[Saved entries]
-- Opening Marker --
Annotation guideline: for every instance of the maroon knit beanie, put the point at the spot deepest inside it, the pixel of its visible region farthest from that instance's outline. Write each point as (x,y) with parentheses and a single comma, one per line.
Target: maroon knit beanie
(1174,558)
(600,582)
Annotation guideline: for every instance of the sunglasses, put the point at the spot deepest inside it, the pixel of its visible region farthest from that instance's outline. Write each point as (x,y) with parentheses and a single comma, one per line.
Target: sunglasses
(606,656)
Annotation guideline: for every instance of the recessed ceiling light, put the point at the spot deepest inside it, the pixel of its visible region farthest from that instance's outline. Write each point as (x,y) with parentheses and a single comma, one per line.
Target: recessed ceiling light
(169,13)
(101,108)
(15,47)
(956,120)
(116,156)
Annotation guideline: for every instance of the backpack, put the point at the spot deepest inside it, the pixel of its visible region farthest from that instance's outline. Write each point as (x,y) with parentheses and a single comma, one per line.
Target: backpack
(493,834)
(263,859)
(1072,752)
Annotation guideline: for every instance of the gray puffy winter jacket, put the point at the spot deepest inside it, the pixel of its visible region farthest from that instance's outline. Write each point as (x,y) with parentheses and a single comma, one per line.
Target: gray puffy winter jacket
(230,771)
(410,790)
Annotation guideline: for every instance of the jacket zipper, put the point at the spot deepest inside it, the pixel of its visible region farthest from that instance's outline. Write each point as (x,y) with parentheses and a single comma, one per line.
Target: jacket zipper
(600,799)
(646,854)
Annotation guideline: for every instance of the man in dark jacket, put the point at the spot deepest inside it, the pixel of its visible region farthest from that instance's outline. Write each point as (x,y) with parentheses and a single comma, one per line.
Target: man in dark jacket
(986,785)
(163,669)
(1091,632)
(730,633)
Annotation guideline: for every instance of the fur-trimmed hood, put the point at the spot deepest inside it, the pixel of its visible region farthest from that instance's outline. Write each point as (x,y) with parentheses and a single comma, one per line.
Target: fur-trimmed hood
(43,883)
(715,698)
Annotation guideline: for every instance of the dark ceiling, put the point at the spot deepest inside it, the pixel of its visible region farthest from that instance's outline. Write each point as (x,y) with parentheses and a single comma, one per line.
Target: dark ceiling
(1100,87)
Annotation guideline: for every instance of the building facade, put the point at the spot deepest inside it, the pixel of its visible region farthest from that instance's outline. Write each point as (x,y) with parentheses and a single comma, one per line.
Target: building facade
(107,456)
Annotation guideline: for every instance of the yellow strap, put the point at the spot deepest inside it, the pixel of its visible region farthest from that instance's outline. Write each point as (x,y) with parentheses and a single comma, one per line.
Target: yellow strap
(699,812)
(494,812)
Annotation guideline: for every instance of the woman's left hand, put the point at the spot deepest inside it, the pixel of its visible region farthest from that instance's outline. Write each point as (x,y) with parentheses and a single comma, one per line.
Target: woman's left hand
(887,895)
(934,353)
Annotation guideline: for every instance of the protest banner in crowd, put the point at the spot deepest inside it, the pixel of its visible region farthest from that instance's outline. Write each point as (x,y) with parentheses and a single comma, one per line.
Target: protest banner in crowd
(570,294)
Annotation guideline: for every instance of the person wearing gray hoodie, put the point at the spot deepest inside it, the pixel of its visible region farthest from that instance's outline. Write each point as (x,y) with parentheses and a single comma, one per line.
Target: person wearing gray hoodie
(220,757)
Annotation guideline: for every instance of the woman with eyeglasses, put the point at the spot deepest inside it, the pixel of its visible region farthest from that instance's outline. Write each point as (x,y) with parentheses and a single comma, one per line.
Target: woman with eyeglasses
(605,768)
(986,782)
-- Closing Marker --
— Required action —
The lines to set down, exactly and with both ends included, run from the one containing "Annotation guideline: for every instance of the person" to the last line of the data above.

— Solved problem —
Annotation guideline: for every instance of the person wearing gray hoodie, put the point at the spot deepest inside it, the pixel of its visible region farthest from that instance's outline. Write each point as (x,y) with parentheses and a single comma, one per line.
Target: person wearing gray hoodie
(220,757)
Annotation guideline: for every instance of the woman with eyeglasses, put the point at the spot deepest inside it, the pixel of its visible region farthest from that instance's outline. Write each point as (x,y) with parentheses and a single comma, one per line.
Target: woman with eyeglasses
(605,768)
(986,782)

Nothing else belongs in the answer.